# [RECORD EXTRACTS]

◇ ◇ ◇ ◇

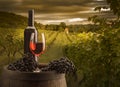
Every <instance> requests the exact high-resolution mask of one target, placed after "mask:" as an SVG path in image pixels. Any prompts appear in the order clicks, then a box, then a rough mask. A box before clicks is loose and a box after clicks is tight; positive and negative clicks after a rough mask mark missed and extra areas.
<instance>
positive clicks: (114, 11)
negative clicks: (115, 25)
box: [106, 0, 120, 19]
mask: <svg viewBox="0 0 120 87" xmlns="http://www.w3.org/2000/svg"><path fill="white" fill-rule="evenodd" d="M106 1H107V3H108V4H109V5H110V9H111V10H112V11H113V13H114V14H115V15H117V16H118V19H119V18H120V0H106Z"/></svg>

◇ ◇ ◇ ◇

Copy the rows word for word, from the start of the rows through the line containing "box: [106, 0, 120, 19]", with both ends included. Leave the pictures out of your copy.

# [EXERCISE RESPONSE]
Every <instance> requests the exact high-resolution mask of one target, placed after "mask:" as an SVG path in image pixels. Any prompts appear in the order clicks, then a box, then a rough mask. A box before clicks is loose and a box after clicks is tight; positive and negative clicks after a rough mask mark missed and extra areas.
<instance>
positive clicks: (114, 11)
negative clicks: (115, 25)
box: [106, 0, 120, 19]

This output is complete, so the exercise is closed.